## START STORED ROWS

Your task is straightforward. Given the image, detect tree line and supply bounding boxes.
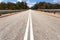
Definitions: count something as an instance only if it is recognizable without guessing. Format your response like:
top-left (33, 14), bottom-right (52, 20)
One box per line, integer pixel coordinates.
top-left (0, 2), bottom-right (29, 10)
top-left (31, 2), bottom-right (60, 9)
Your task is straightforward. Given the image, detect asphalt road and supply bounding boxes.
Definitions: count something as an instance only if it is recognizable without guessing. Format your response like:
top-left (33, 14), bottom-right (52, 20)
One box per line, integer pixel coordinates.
top-left (0, 10), bottom-right (60, 40)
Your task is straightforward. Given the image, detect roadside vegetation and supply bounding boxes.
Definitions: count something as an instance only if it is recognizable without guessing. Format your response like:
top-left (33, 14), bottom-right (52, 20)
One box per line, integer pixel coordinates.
top-left (31, 2), bottom-right (60, 9)
top-left (0, 2), bottom-right (28, 10)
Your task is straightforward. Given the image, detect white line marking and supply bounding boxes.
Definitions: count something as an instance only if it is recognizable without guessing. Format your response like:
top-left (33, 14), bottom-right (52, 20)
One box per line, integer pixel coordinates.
top-left (24, 12), bottom-right (29, 40)
top-left (24, 10), bottom-right (34, 40)
top-left (29, 12), bottom-right (34, 40)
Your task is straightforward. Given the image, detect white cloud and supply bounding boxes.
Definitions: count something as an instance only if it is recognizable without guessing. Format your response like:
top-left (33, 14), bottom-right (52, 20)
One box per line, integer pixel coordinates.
top-left (17, 0), bottom-right (22, 2)
top-left (0, 0), bottom-right (3, 2)
top-left (53, 0), bottom-right (60, 3)
top-left (26, 0), bottom-right (36, 7)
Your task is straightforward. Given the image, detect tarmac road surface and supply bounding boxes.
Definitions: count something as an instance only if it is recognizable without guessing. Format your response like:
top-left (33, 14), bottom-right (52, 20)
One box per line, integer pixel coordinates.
top-left (0, 10), bottom-right (60, 40)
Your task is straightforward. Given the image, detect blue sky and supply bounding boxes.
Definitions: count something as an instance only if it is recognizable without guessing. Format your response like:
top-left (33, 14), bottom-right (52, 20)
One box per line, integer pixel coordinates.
top-left (0, 0), bottom-right (60, 7)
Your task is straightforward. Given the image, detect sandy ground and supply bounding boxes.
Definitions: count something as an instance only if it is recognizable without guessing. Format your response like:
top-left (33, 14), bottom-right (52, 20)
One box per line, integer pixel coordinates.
top-left (37, 11), bottom-right (60, 17)
top-left (0, 13), bottom-right (15, 18)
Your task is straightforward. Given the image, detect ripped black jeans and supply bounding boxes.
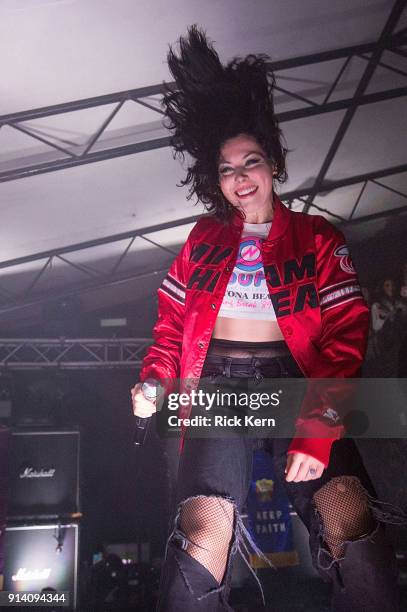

## END STORED ROWS

STATED PROBLEM: Scale the lines of the listing between the one holding "Your task is straightforward. Given the image, detect asphalt" and the one holding "top-left (29, 12), bottom-right (34, 40)", inclusive, by multiplying every bounding-box coordinate in the answers by 1.9 and rounding to whole numbers, with halves rounded up. Reproduce all of those lines and only those, leaving the requests and their sample coordinates unchanged.

OUTPUT FOR THIS TASK:
Your task is straightforward. Given the image, detect asphalt road and supply bounding boxes.
Definitions: count something as an instance only if it is recognizable without guessing. Format your response like:
top-left (33, 14), bottom-right (52, 20)
One box per line, integer pixel coordinates.
top-left (0, 19), bottom-right (114, 76)
Your task is straightforward. Given the image, detect roadside vegetation and supply bounding boxes.
Definitions: count something as an instance only if it is recognizable without guessing. Format your response like:
top-left (33, 14), bottom-right (52, 20)
One box per line, integer pixel coordinates.
top-left (59, 4), bottom-right (114, 17)
top-left (0, 4), bottom-right (53, 19)
Your task is straightforward. Given the image, detect white line marking and supply bounding boxes.
Definitions: count something as an instance only if it is recognizable without guessing. Format your response like:
top-left (33, 14), bottom-right (52, 20)
One box per line, integer pixel coordinates.
top-left (46, 23), bottom-right (55, 76)
top-left (46, 19), bottom-right (65, 76)
top-left (55, 23), bottom-right (65, 76)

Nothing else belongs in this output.